TRAVAIL DEMANDÉ: Recopiez à l'identique, s'il vous plaît, les lignes des enregistrements ci-dessous, en commençant par celle qui contient "trace --target fur" et en terminant par celle qui contient "133 260 L 132", ces deux lignes comprises.

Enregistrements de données
★ ★ ★ ★
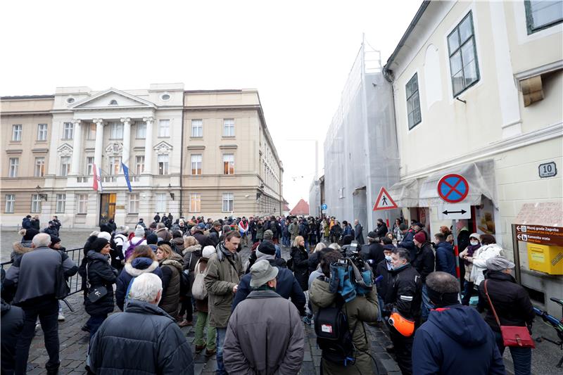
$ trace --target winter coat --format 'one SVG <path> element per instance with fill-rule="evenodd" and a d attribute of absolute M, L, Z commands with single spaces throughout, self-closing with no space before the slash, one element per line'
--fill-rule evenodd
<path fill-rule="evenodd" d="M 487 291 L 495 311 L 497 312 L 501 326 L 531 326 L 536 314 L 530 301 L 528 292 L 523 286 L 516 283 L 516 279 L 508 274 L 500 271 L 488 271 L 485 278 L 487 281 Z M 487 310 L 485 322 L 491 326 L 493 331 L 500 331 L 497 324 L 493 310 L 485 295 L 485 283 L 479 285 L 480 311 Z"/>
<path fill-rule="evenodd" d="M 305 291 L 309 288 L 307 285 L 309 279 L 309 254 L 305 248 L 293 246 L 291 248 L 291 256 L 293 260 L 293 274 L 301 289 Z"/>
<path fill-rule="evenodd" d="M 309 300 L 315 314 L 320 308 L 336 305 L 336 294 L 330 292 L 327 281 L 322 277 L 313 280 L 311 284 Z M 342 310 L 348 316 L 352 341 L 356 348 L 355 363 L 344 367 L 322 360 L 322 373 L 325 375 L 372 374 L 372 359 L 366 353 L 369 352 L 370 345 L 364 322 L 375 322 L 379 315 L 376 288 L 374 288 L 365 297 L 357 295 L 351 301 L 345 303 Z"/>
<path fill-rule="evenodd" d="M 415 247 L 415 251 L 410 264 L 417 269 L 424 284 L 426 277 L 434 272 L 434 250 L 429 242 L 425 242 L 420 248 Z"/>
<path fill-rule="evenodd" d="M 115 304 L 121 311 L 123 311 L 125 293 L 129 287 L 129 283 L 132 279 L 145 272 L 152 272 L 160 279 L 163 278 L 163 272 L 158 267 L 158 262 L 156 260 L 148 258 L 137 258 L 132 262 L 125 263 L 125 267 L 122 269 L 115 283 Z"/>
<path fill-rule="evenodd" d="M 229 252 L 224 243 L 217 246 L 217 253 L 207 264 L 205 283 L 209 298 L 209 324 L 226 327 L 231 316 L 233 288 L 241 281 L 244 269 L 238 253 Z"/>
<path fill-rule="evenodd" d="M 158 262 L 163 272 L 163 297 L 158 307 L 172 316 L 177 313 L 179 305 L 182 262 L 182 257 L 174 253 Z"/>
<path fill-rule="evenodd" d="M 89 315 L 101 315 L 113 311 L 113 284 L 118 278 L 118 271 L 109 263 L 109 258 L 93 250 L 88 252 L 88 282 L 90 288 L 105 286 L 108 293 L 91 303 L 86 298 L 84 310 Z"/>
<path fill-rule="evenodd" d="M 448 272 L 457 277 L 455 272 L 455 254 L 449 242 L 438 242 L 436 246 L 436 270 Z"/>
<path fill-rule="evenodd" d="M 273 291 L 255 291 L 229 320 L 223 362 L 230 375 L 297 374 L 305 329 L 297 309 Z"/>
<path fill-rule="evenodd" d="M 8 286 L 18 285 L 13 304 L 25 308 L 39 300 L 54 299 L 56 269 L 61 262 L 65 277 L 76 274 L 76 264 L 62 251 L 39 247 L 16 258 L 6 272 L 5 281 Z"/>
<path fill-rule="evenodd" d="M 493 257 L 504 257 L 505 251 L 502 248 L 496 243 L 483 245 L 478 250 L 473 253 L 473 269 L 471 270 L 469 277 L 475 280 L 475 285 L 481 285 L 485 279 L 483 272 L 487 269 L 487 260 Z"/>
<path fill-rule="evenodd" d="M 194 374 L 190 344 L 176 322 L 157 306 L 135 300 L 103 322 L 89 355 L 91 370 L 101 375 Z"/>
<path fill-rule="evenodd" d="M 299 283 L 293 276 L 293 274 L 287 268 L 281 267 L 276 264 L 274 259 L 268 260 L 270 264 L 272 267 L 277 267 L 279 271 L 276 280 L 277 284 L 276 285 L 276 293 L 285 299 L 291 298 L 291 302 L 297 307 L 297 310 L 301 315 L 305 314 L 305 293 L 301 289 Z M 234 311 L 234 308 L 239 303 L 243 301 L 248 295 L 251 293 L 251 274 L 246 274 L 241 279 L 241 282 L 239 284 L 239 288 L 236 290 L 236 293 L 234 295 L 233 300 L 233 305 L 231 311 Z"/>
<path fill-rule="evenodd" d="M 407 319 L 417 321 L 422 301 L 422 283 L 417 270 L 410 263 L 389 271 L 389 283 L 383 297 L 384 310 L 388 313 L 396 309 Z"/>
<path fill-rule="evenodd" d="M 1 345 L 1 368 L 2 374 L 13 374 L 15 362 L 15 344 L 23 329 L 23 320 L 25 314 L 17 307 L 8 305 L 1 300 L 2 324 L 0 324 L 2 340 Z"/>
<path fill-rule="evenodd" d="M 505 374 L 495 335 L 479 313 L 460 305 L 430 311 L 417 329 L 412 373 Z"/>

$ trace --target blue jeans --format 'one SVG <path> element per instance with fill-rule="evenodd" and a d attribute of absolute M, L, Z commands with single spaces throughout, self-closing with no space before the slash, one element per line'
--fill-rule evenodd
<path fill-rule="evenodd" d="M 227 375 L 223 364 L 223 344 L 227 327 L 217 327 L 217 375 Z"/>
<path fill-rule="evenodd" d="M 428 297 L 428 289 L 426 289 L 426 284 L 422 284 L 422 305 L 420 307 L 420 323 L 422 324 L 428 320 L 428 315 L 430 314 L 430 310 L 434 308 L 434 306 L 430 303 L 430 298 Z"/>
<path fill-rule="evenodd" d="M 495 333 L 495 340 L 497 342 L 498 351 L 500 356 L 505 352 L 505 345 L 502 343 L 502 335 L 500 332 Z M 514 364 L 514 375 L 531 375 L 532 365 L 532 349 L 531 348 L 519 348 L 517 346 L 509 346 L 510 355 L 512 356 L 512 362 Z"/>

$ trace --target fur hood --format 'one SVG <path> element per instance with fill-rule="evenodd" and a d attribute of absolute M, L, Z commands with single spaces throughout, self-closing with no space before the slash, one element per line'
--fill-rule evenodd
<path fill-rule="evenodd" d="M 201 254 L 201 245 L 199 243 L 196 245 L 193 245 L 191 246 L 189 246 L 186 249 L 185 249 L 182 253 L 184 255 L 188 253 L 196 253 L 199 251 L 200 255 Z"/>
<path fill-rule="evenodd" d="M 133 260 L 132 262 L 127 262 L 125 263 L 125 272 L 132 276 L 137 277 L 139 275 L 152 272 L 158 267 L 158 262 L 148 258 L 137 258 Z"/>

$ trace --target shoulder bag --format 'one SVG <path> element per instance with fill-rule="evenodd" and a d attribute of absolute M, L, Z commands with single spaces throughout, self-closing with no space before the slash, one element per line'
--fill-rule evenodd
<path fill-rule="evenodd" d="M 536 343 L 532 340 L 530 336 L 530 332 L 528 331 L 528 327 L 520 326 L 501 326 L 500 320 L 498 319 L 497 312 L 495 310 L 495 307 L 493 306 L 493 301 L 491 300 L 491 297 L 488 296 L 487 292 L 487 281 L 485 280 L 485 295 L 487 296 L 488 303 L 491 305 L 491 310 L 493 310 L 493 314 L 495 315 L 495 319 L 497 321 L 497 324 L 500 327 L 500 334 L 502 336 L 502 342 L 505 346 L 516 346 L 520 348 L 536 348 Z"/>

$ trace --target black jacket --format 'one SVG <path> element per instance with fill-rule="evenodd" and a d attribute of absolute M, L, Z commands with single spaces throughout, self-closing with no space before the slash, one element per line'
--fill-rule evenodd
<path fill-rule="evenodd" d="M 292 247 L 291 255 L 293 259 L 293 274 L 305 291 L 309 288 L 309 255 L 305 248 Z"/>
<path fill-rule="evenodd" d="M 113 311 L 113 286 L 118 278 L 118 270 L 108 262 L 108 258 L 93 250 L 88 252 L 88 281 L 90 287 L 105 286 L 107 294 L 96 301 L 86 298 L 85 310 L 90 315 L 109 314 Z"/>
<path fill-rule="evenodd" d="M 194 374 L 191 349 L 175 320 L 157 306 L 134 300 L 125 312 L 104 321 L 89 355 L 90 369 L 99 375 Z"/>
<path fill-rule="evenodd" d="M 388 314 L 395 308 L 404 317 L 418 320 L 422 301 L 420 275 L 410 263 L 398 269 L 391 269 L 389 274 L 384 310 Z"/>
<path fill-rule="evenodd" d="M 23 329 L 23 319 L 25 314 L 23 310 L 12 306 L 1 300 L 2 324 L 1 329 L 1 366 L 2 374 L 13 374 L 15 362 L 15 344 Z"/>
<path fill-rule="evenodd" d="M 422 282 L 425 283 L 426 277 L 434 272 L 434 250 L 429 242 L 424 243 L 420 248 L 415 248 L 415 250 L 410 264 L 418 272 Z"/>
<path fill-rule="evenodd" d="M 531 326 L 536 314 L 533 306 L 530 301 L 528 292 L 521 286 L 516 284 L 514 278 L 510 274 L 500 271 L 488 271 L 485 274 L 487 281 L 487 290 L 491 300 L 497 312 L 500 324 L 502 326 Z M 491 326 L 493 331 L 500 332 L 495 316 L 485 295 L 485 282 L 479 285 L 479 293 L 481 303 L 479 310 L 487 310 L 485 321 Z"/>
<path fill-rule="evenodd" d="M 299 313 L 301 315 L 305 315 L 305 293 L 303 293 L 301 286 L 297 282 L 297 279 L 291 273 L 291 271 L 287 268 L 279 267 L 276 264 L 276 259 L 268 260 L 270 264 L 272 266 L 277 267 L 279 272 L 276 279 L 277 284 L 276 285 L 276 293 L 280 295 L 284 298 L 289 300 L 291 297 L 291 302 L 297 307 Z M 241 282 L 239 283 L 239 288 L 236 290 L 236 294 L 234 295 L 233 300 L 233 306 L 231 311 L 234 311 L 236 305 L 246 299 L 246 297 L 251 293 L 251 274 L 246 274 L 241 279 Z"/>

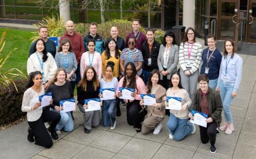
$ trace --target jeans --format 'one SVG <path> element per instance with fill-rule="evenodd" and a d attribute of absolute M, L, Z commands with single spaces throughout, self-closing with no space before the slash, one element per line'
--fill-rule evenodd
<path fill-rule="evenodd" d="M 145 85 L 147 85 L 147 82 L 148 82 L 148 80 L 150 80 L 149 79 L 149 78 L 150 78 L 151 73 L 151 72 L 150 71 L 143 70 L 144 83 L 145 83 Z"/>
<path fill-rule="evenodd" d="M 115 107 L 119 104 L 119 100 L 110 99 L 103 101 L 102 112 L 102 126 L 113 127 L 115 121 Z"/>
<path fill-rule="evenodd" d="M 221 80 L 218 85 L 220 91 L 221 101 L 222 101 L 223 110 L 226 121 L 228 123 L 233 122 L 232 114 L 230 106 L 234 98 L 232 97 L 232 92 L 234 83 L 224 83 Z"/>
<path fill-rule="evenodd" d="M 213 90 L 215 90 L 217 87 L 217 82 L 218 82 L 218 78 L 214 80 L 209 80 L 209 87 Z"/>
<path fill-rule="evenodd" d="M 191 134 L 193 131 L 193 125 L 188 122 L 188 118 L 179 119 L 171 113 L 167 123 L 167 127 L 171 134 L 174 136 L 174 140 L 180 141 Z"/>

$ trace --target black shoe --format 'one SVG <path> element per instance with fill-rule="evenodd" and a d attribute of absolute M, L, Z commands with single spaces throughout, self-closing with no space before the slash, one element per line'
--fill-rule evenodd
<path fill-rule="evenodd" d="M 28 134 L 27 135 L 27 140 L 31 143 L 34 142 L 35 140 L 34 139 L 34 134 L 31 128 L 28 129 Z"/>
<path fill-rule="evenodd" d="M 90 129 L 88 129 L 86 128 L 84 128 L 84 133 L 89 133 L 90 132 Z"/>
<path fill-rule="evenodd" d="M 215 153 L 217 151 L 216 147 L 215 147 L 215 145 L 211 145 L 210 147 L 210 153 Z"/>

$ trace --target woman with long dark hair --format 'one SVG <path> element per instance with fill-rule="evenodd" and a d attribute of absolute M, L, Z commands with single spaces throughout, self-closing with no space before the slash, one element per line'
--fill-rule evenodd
★ ★ ★ ★
RÉPONSE CI-DESSOUS:
$ trace --target fur hood --format 'one SVG <path> element per instance with fill-rule="evenodd" and a d attribute of absolute M, L, Z commands with single spaces throughout, self-closing with no space before the slash, one element per line'
--fill-rule evenodd
<path fill-rule="evenodd" d="M 201 254 L 201 245 L 199 243 L 196 245 L 193 245 L 191 246 L 189 246 L 186 249 L 185 249 L 182 253 L 184 255 L 188 253 L 196 253 L 199 251 L 200 255 Z"/>
<path fill-rule="evenodd" d="M 133 260 L 132 262 L 127 262 L 125 263 L 125 272 L 132 276 L 137 277 L 139 275 L 152 272 L 158 267 L 158 262 L 148 258 L 137 258 Z"/>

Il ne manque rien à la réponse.